# [PEDIDO 1]
No excerto da página sobre a aliança das "esquerdas", que artigo do Código Penal impede o comentário sobre o Presidente?
# [PEDIDO 2]
Escreva a continuação do texto de opinião sobre a aliança das "esquerdas" no poder, começando logo após a última frase apresentada.

Na medida em que as premonições não primam pelo optimismo, são também
deprimentes. Desde o primeiro momento, a loucura intrínseca à aliança
das “esquerdas”, legitimada por um Presidente que o artigo 328.º do
Código Penal me impede de comentar, mostrou ao que vinha e para que
servia. O impressionante não é que o desastre se tenha confirmado com
estrondo, mas que durante ano e meio o desastre se confundisse, para uma
notável percentagem da população, com um relativo sucesso. A sucessão
de glórias circenses, da bola às cantigas, passando pelo Santo Padre ou
pelo Santo Guterres, não explica tudo. A submissão de boa parte dos
“media” explica um bocadinho. As benesses do turismo explicam outro
bocadinho. A apatia do bom povo e o júbilo das clientelas talvez
expliquem o resto.
Certo é
que, em poucas semanas, alguma coisa mudou. Não mudaram o circo, os
“media”, o povo ou as clientelas. Sucedeu apenas que, de repente ou nem
por isso, a realidade tornou-se impossível de negar. E a invencível
nação que, de acordo com a propaganda, maravilhava a Terra acordou
destapada. E feia. Foram necessários dezenas de cadáveres carbonizados e
um picaresco (e aterrador) roubo de armamento ao exército para expor, à
revelia da maquilhagem e do “spin” e das “boas notícias”, a natureza da
gente que ocupa o poder.
Não tem
sido um espectáculo agradável, excepto para apreciadores da
incompetência, do descaramento e da radical ausência de dignidade. É, em
suma, uma gente literalmente abjecta. Perante a tragédia, eles decretam
o caso resolvido. Perante o desleixo, lembram desleixos maiores.

# [DADOS FORNECIDOS]
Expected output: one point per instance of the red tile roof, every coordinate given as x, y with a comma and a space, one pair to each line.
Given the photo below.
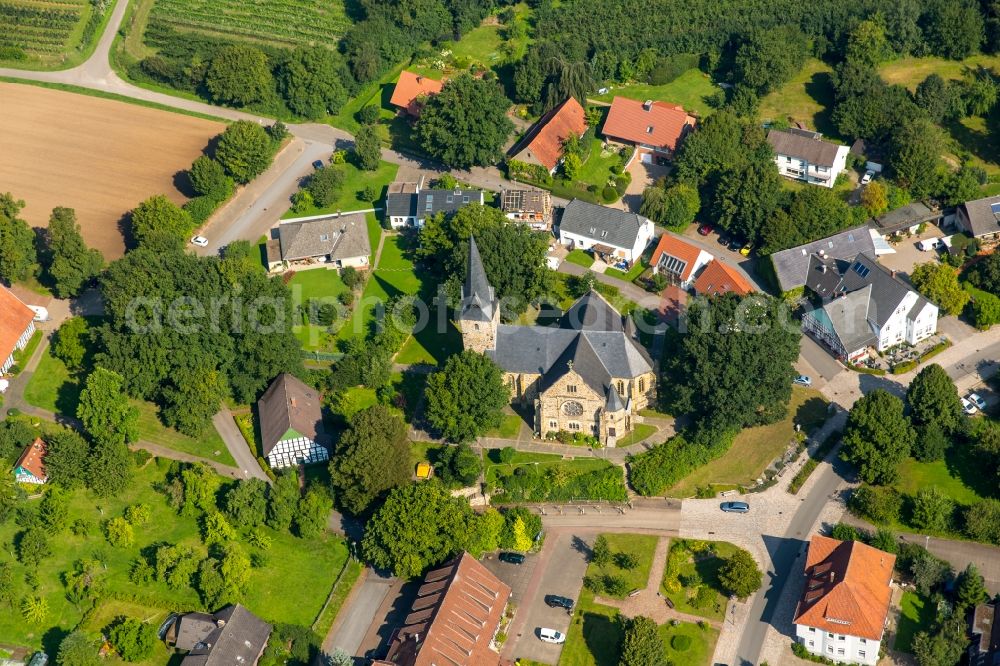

# [RESPOSTA FINAL 1]
O artigo 328.º do Código Penal.

# [RESPOSTA FINAL 2]
Perante as dúvidas, confessam sentimentos. Perante as câmaras, dão
abraços. Perante a culpa, acusam eucaliptos e furriéis. Perante o caos,
pedem avaliações de popularidade. Perante a obrigação, partem de férias
para Ibiza, a subjugar espanhóis com a barriga e um par de cuecas.
A
propósito de Espanha, é revelador que, apesar dos divertidos esforços
dos “jornalistas” de cá para os calar, sejam sobretudo os jornais de lá a
contar-nos o que o “estrangeiro” vê quando olha para aqui. Vê uma
anedota perigosa, um manicómio em auto-gestão, uma experiência do
Terceiro Mundo às portas da Europa. E, naturalmente, assusta-se.
O susto
não é descabido. Descabido é o rumo que, com a sensatez habitual, o
“debate” indígena ameaça seguir. A oposição, se a palavra se aplica,
andou uma semana a lamentar o colapso do Estado e a reclamar a demissão
dos ministros da Administração Interna e da Defesa e o regresso do dr.
Costa. Para quê? Não imagino. A substituição de duas insignificâncias
por duas insignificâncias iguaizinhas não alteraria nada. O
prolongamento das férias do dr. Costa por 20 ou 30 anos alteraria
imenso. Quanto ao Estado em frangalhos, em teoria só um socialista,
assumido ou dissimulado, se maçaria com o tema – na prática, o
aborrecido é a devastação principiar pelos únicos pedaços que, se
calhar, convinha manter.
Entre o
chinfrim, sobra um facto: Portugal é governado por uma coligação de
leninistas com sentido de oportunidade e de oportunistas com nostalgias
totalitárias. O que nos está a acontecer é o percurso fatal em qualquer
arranjo do género. Começa-se em euforia, avança-se para a estupefacção,
saltita-se para a raiva e termina-se em desgraça, porque semelhante
malformação não poderia terminar de maneira diferente. O simbolismo da
recente manifestação de apoio ao sr. Maduro, em Lisboa, não é
desprezível.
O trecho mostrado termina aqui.